Object outline annotations:
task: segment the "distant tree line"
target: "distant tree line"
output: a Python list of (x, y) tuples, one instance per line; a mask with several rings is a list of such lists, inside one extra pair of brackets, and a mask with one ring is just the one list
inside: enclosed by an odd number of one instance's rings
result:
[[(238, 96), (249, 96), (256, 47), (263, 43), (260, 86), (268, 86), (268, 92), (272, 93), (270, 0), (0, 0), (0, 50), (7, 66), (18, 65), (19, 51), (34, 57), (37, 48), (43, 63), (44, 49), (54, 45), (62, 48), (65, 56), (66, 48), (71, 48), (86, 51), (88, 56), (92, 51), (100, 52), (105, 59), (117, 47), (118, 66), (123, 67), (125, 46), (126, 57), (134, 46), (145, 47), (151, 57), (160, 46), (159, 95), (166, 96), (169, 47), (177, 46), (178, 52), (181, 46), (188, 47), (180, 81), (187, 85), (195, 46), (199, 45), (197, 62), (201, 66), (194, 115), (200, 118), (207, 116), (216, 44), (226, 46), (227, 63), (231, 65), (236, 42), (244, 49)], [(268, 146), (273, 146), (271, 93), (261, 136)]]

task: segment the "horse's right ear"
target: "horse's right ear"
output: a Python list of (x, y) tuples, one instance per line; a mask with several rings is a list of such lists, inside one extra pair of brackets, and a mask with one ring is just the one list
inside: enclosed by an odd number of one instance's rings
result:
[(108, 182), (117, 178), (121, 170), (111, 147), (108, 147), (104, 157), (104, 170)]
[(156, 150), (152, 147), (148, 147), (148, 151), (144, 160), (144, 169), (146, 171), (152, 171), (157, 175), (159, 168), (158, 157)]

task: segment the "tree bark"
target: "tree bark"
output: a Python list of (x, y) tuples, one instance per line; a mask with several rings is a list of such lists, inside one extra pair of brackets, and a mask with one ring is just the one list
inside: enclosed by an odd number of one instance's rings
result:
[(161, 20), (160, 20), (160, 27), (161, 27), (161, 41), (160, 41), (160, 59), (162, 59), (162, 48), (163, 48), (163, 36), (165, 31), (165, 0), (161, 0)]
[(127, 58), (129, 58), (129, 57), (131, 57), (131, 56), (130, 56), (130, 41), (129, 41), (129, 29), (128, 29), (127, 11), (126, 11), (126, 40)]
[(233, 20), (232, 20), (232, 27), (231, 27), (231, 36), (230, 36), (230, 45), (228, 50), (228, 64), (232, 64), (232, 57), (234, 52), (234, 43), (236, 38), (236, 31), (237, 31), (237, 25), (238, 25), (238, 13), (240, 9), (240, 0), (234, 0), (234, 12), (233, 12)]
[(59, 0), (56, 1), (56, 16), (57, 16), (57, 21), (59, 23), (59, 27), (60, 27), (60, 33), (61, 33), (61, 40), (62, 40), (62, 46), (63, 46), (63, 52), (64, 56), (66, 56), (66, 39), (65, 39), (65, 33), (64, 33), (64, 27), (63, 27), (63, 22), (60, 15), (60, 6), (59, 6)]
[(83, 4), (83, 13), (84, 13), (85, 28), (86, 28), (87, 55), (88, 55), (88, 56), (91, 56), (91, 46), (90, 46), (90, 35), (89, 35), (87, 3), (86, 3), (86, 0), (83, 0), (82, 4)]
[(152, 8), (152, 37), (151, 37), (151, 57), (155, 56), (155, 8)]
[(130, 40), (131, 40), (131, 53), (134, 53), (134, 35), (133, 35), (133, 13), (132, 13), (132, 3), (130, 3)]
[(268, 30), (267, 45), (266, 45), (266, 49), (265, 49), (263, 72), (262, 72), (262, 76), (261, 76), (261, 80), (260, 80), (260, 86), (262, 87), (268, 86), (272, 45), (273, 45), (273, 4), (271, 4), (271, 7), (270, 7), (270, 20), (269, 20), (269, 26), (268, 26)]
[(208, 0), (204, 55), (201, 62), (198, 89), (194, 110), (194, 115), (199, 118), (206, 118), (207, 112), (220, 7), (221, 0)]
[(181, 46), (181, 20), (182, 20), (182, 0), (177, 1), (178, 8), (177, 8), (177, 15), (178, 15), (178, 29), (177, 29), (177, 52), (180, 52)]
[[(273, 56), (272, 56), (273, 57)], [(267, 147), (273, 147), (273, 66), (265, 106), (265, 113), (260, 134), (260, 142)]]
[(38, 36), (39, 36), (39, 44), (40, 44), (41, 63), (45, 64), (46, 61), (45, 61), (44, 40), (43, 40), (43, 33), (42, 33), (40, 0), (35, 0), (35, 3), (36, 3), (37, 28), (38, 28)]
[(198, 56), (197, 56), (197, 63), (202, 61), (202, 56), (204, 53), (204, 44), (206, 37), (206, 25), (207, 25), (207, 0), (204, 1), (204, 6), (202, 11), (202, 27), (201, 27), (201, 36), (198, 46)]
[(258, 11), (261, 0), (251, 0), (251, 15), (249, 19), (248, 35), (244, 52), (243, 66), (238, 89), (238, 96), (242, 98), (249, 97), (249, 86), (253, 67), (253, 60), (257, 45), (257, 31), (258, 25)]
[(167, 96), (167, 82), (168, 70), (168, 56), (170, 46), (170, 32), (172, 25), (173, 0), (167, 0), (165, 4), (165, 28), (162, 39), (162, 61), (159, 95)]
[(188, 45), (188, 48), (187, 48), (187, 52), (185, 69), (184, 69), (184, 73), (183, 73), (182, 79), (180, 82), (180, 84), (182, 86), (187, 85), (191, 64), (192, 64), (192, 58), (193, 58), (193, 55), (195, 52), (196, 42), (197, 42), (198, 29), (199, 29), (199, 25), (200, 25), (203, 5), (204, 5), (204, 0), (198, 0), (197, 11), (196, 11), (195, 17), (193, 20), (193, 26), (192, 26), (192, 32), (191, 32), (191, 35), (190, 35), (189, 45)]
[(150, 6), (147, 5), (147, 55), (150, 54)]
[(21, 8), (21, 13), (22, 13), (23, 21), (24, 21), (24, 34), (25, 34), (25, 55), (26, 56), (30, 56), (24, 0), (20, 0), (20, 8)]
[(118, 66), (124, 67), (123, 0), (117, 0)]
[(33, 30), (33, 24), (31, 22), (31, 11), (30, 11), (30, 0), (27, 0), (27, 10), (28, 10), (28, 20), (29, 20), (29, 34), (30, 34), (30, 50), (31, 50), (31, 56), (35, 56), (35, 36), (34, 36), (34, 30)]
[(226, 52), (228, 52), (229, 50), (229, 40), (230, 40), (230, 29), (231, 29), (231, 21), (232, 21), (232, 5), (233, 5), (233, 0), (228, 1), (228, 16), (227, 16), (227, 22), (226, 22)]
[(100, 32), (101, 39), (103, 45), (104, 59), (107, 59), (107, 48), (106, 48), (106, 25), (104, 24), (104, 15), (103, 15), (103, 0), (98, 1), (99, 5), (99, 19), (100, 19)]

- _Goal_:
Please give all the entries above as a two-column CSV with the headers source_text and answer, one row per entry. Put each entry's text in source_text and its answer in answer, each wrapped in quotes, with line breaks changed to spaces.

- _Exercise output_:
source_text,answer
"task: segment the ""distant tree line"" target: ""distant tree line"" output: a Python list of (x, y) tuples, one instance per line; a mask with several rings is a list of such lists, inside one extra pair of brackets, and a mask with one ring is just the one list inside: enclosed by an odd number of one instance's rings result:","[[(238, 96), (249, 96), (256, 47), (263, 43), (260, 86), (268, 86), (268, 92), (272, 93), (270, 0), (0, 0), (0, 50), (7, 66), (18, 65), (19, 51), (34, 57), (37, 48), (43, 63), (44, 49), (54, 45), (62, 48), (65, 56), (66, 48), (71, 48), (86, 51), (88, 56), (92, 51), (100, 52), (105, 59), (117, 47), (118, 66), (123, 67), (125, 46), (126, 57), (134, 46), (145, 47), (151, 57), (160, 46), (159, 95), (166, 96), (169, 47), (177, 46), (178, 52), (181, 46), (188, 47), (180, 81), (187, 85), (195, 46), (199, 45), (197, 62), (201, 66), (194, 115), (200, 118), (207, 116), (216, 44), (226, 46), (227, 63), (231, 65), (236, 42), (244, 49)], [(268, 146), (273, 146), (271, 93), (261, 136)]]"
"task: segment the ""horse's right ear"" target: ""horse's right ear"" output: a Python list of (x, y) tuples, one instance per line; a mask with several rings is a list of such lists, inside one extra pair of brackets, and a mask with one ring is just the one list inside: enclosed by an odd number of one instance's rings result:","[(108, 182), (117, 178), (121, 170), (111, 147), (108, 147), (104, 157), (104, 170)] [(156, 150), (152, 147), (148, 147), (148, 151), (144, 160), (144, 169), (146, 171), (152, 171), (157, 175), (159, 168), (158, 157)]"
"task: segment the ""tree bark"" target: ""tree bark"" output: a Python list of (x, y) tuples, one instance per line; a mask with several rings is a list of such lists, inside one extra pair of brackets, and a mask with one ring is just the one list inside: enclosed by an odd number of one instance's rings result:","[(161, 20), (160, 20), (160, 27), (161, 27), (161, 41), (160, 41), (160, 59), (162, 59), (162, 48), (163, 48), (163, 36), (165, 31), (165, 0), (161, 0)] [(127, 58), (129, 58), (129, 57), (131, 57), (131, 56), (130, 56), (130, 41), (129, 41), (129, 29), (128, 29), (127, 11), (126, 11), (126, 40)] [(233, 20), (232, 20), (232, 27), (231, 27), (231, 36), (230, 36), (230, 45), (228, 50), (228, 64), (232, 64), (232, 57), (234, 52), (234, 43), (236, 38), (236, 31), (237, 31), (237, 25), (238, 25), (238, 13), (240, 9), (240, 0), (234, 0), (234, 12), (233, 12)] [(59, 0), (56, 1), (56, 16), (57, 16), (57, 21), (59, 23), (59, 27), (60, 27), (60, 33), (61, 33), (61, 40), (62, 40), (62, 46), (63, 46), (63, 52), (64, 56), (66, 56), (66, 39), (65, 39), (65, 33), (64, 33), (64, 27), (63, 27), (63, 22), (60, 15), (60, 6), (59, 6)] [(83, 4), (83, 13), (84, 13), (85, 28), (86, 28), (87, 55), (88, 55), (88, 56), (91, 56), (91, 46), (90, 46), (90, 35), (89, 35), (87, 3), (86, 3), (86, 0), (83, 0), (82, 4)] [(152, 8), (152, 37), (151, 37), (151, 57), (155, 56), (155, 8)] [(130, 40), (131, 40), (131, 53), (134, 53), (134, 35), (133, 35), (133, 13), (132, 13), (132, 3), (130, 3)] [(268, 30), (267, 45), (266, 45), (266, 49), (265, 49), (263, 72), (262, 72), (262, 76), (261, 76), (261, 80), (260, 80), (260, 86), (262, 87), (268, 86), (272, 45), (273, 45), (273, 4), (271, 4), (271, 7), (270, 7), (270, 20), (269, 20), (269, 26), (268, 26)] [(208, 0), (204, 55), (201, 62), (198, 89), (194, 110), (194, 115), (199, 118), (206, 118), (207, 112), (220, 7), (221, 0)] [(181, 46), (181, 20), (182, 20), (182, 0), (177, 1), (178, 8), (177, 8), (177, 15), (178, 15), (178, 29), (177, 29), (177, 52), (180, 52)] [[(273, 56), (272, 56), (273, 57)], [(267, 147), (273, 147), (273, 66), (265, 106), (265, 113), (260, 134), (260, 142)]] [(38, 36), (39, 36), (39, 44), (40, 44), (41, 63), (45, 64), (46, 61), (45, 61), (44, 40), (43, 40), (43, 33), (42, 33), (40, 0), (35, 0), (35, 3), (36, 3), (37, 28), (38, 28)] [(198, 56), (197, 56), (197, 63), (202, 61), (202, 56), (204, 53), (204, 44), (206, 37), (206, 25), (207, 25), (207, 0), (204, 1), (204, 6), (202, 11), (202, 27), (201, 27), (201, 36), (198, 46)] [(258, 11), (261, 0), (251, 0), (251, 15), (249, 19), (248, 35), (244, 52), (243, 66), (238, 89), (238, 96), (242, 98), (249, 97), (249, 86), (253, 67), (253, 60), (257, 45), (257, 31), (258, 25)] [(167, 96), (167, 82), (168, 70), (168, 56), (170, 46), (170, 32), (172, 25), (173, 0), (167, 0), (165, 4), (165, 28), (162, 39), (162, 61), (159, 95)] [(188, 45), (188, 48), (187, 48), (187, 52), (185, 69), (184, 69), (184, 73), (183, 73), (182, 79), (180, 82), (180, 84), (182, 86), (187, 85), (191, 64), (192, 64), (192, 58), (193, 58), (193, 55), (195, 52), (196, 42), (197, 42), (198, 29), (199, 29), (199, 25), (200, 25), (203, 5), (204, 5), (204, 0), (198, 0), (197, 11), (196, 11), (195, 17), (193, 20), (193, 26), (192, 26), (192, 32), (191, 32), (191, 35), (190, 35), (189, 45)] [(150, 6), (147, 5), (147, 55), (150, 54)] [(21, 8), (21, 13), (22, 13), (23, 21), (24, 21), (24, 34), (25, 34), (25, 55), (26, 56), (30, 56), (24, 0), (20, 0), (20, 8)] [(118, 66), (124, 67), (123, 0), (117, 0)] [(33, 30), (33, 24), (31, 22), (31, 11), (30, 11), (30, 0), (27, 0), (27, 10), (28, 10), (28, 20), (29, 20), (29, 34), (30, 34), (30, 50), (31, 50), (31, 56), (35, 56), (35, 36), (34, 36), (34, 30)] [(226, 52), (228, 52), (229, 50), (229, 40), (230, 40), (230, 29), (231, 29), (231, 21), (232, 21), (232, 5), (233, 5), (233, 0), (228, 1), (228, 16), (227, 16), (227, 22), (226, 22)] [(100, 32), (101, 39), (103, 45), (104, 59), (107, 59), (107, 48), (106, 48), (106, 25), (104, 24), (104, 15), (103, 15), (103, 0), (98, 1), (99, 5), (99, 19), (100, 19)]"